■ Assigned task A ■
Edit the passage on the EPR reactor between "Construction began first" and "the Finnish experience.", inclusive, and give it back with "three years" replaced by "four years".
■ Assigned task B ■
Carry on writing the passage on the EPR reactor from the point where it stops.

■ Page extract ■
*** Begin section ***

The Areva-designed EPR is a third generation state of the art reactor. With many countries around the world considering building EPRs of their own, France is showing that it leads the way in global nuclear technology.

What we mean is that France is leading the way to danger, scandal, failure and ridicule. Let us not mince our words: The EPR nuclear reactor is an enormous and dangerous joke.

There are only two currently under construction in the world today, in Olkiluoto, Finland and Flamanville, France. Both projects have faced an almost identical set of massive problems and shortcomings. The EPR reactor design is unimaginably complex and so the construction of one involves the employment of hundreds, if not thousands, of contractors, sub-contractors, sub-sub-contractors, sub-sub-sub…

This complexity - and the project leaders’ inability to manage it - has led to spectacular displays of incompetence and scandal during the construction at both sites.

Construction began first at the Finnish site – the project is now more than three years late and seriously over budget. However, when construction later began on the second EPR in France, it was clear from the outset that lessons had not been learned from the Finnish experience.

Foundation concrete was not poured properly at both sites leading to cracking. Welding processes in both reactors’ framework and support structures was not done properly and the welders were not trained or supervised to the vital required safety standards. The same contractor, Bouygues, was responsible for the welding scandals in both cases.

Because that is what EPR is – a scandal. Both current projects are massively over-budget and behind schedule. The reactor at Olkiluoto was supposed start generating electricity in April this year but will not now go online until 2012 at the earliest. The Finnish project in particular has seen the concealment and cover-up of information concerning extremely serious safety failures. Workers were threatened with sanctions if they spoke out about safety concerns.

*** End section ***

■ Material supplied ■
*** Begin section ***

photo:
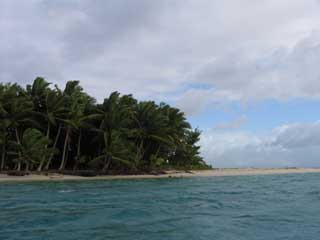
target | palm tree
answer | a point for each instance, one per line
(151, 130)
(53, 115)
(31, 149)
(114, 114)
(16, 111)
(77, 102)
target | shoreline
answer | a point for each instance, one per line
(169, 174)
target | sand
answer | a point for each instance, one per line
(169, 174)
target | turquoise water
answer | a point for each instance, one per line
(243, 207)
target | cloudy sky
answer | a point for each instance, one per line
(247, 73)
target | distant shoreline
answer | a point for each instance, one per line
(168, 174)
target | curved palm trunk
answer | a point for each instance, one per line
(77, 160)
(18, 141)
(3, 156)
(44, 158)
(107, 162)
(54, 146)
(66, 140)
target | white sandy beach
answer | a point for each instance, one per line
(169, 174)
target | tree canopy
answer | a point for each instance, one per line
(45, 128)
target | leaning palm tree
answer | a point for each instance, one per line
(76, 102)
(17, 110)
(151, 130)
(31, 149)
(53, 114)
(115, 116)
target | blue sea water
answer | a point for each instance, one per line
(238, 207)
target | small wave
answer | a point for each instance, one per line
(65, 191)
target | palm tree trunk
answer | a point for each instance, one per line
(107, 163)
(63, 162)
(3, 156)
(27, 166)
(54, 146)
(77, 160)
(44, 158)
(18, 141)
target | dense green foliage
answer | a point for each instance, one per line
(46, 128)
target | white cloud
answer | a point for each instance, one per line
(157, 48)
(292, 145)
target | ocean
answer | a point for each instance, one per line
(234, 207)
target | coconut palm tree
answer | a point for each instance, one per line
(31, 149)
(151, 131)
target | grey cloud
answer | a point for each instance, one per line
(234, 124)
(156, 48)
(293, 145)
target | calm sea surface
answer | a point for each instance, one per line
(243, 207)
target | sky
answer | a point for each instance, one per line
(246, 73)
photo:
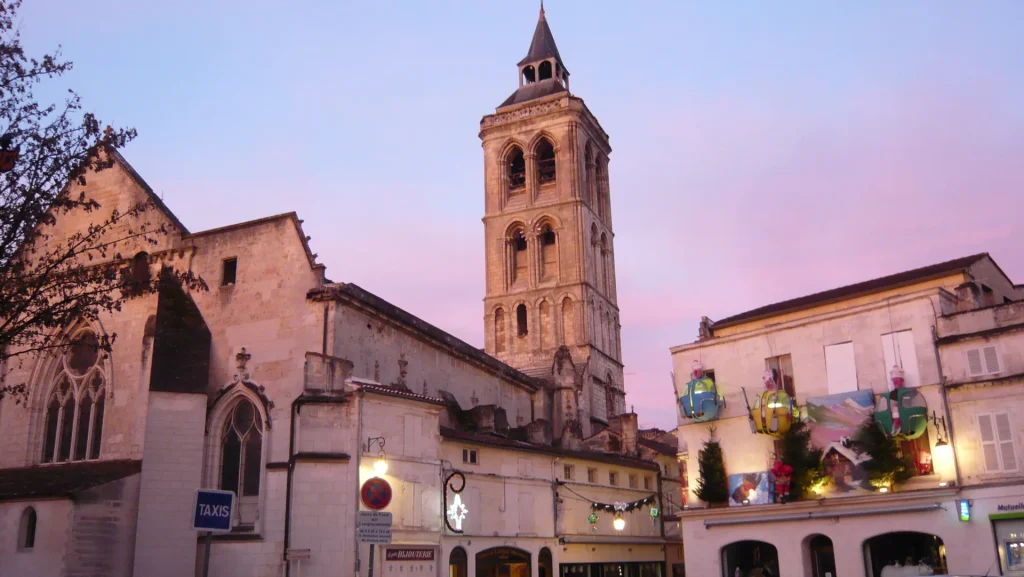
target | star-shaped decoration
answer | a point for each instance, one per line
(457, 512)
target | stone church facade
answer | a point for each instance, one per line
(285, 387)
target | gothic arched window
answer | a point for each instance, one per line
(27, 530)
(515, 164)
(520, 262)
(520, 321)
(606, 264)
(568, 322)
(545, 162)
(242, 450)
(589, 191)
(544, 71)
(549, 253)
(75, 408)
(547, 325)
(500, 342)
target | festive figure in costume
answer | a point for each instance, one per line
(699, 401)
(897, 379)
(782, 475)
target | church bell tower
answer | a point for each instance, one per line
(550, 256)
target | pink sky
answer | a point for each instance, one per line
(762, 152)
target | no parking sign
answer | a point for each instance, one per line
(376, 493)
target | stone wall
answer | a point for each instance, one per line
(172, 466)
(101, 542)
(384, 353)
(46, 559)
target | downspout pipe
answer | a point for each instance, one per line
(293, 412)
(945, 405)
(288, 486)
(660, 503)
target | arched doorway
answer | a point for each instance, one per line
(752, 559)
(545, 567)
(818, 550)
(458, 563)
(903, 548)
(503, 562)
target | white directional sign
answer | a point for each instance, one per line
(375, 528)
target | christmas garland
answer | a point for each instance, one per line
(622, 506)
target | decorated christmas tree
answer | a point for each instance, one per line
(712, 485)
(887, 466)
(805, 460)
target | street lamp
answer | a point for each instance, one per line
(619, 523)
(380, 466)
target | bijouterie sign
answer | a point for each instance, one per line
(410, 554)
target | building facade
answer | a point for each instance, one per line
(550, 261)
(876, 356)
(287, 388)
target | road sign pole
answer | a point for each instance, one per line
(206, 555)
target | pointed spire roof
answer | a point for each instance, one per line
(543, 46)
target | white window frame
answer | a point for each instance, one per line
(997, 442)
(988, 360)
(837, 372)
(907, 357)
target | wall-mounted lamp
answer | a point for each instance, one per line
(941, 434)
(380, 466)
(619, 523)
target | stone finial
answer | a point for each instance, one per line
(402, 370)
(241, 362)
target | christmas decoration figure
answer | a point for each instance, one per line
(699, 399)
(773, 410)
(782, 474)
(902, 413)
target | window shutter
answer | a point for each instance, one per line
(1006, 438)
(988, 448)
(974, 362)
(991, 360)
(841, 368)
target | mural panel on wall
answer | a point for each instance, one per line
(834, 421)
(751, 489)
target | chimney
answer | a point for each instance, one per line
(705, 332)
(630, 426)
(489, 418)
(967, 297)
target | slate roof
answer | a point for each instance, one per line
(501, 442)
(866, 287)
(395, 392)
(543, 46)
(65, 480)
(663, 448)
(534, 91)
(360, 295)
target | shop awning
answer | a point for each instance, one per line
(611, 540)
(709, 523)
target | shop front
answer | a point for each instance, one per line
(609, 559)
(856, 536)
(1000, 512)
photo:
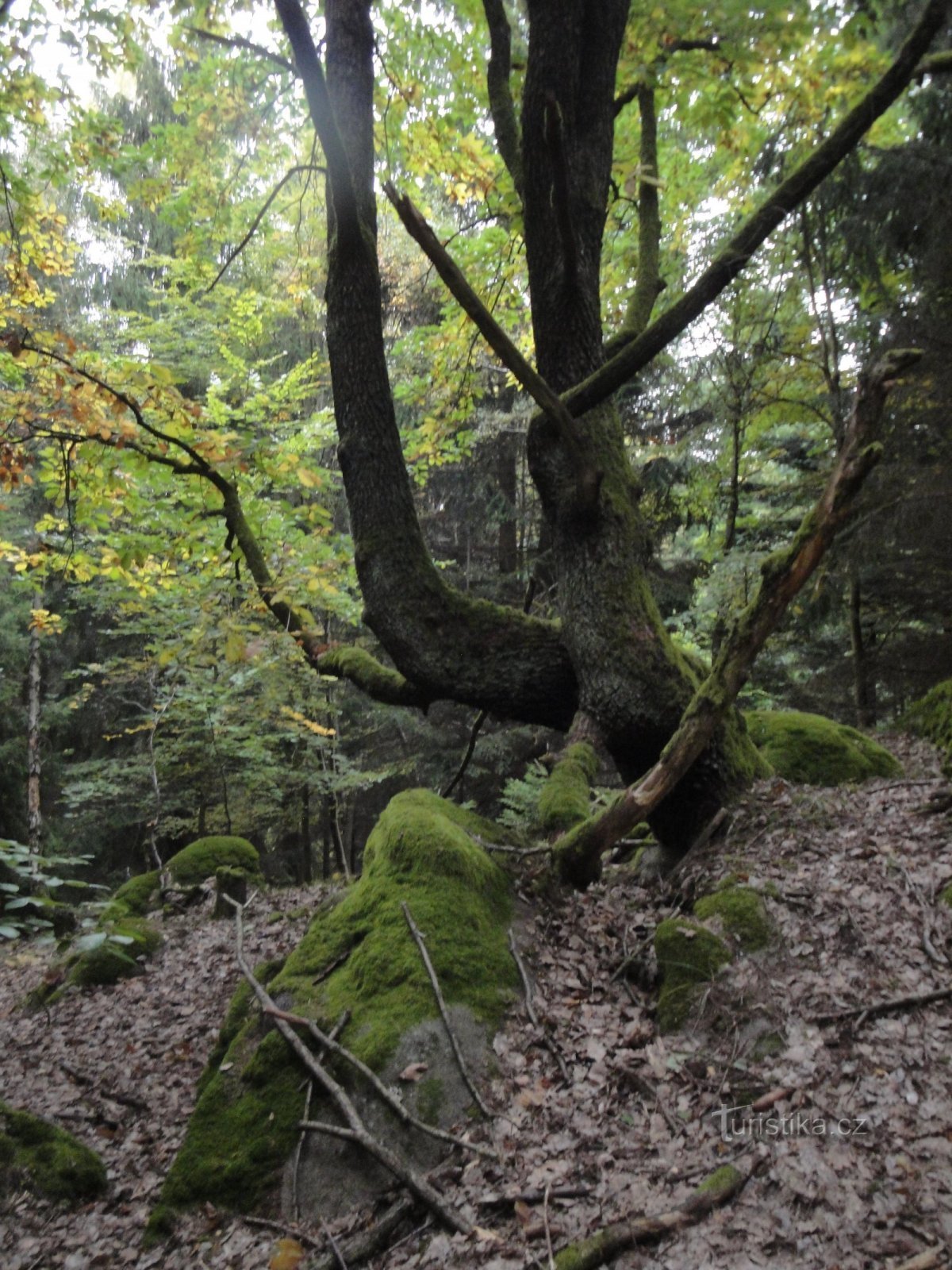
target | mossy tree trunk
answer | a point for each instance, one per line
(611, 658)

*** End section ***

■ Written reply A ■
Construction began first at the Finnish site – the project is now more than four years late and seriously over budget. However, when construction later began on the second EPR in France, it was clear from the outset that lessons had not been learned from the Finnish experience.

■ Written reply B ■
Again we see the French government throwing away billions of euros on a failed technology in which we can have no confidence or trust. EPR is a dangerous distraction from the fight to beat global climate change. This money could and should have a direct impact in establishing proven and long term renewable energy and energy efficiency programmes in France – programmes that can be established in a fraction of the time it takes to build an EPR reactor.

We’ve seen nothing to suggest that the nuclear industry can or will learn from its mistakes or that this new EPR will not follow the same pattern. When it comes to the fight against new EPR reactors, this is the reason to be optimistic: the incompetence, greed and mendacity of those designing, financing and building them are some of the best weapons in our armoury.

Comments

? interesting perspective ? if applied as a philosophy, we'd have never got to space, the moon, or discovered 90% of the medicines and diagnostic tools of today. If you push a bit harder, you can completely submerge your heads in the sand.

Dear Kevin,

Interesting comment as well. Since you mentioned moon; did you know that decommissioning and cleaning up existing nuclear power plants in UK is around £73bn - about the same amount of the cost of Apollo Moon Landings.

There are good ideas in our history such as medicines. Then there are glorious failures such as nuclear energy. And one needs to learn fast from the mistakes quickly. Can you imagine even a fraction of money that was poured to nuclear has given to renewable energies?

that is great news, how I wish it would be extend to Nigeria in order to mitigate the lingering energy issues

The biggest greenie lie about nuke
power is cost. The lie far exheeds
the waste (there is none if you reprocess),
3-mile island leakage (there was none, as proved
by the thousands of monitoring since
event, and the simple 'where was the crack
in the containment vessel and/or pipe'
through which the radioactivity was released).
Proof of lifetime cost is to do the simple
sum of multiplying the carbon-burning
equivalent cost of a nuke fuel pellet.
I believe the factor is in the millions or
hundreds of thousands.

This is simply the 'stop the nuke' side of the deindustrialisation agenda of the greenie dehuminists.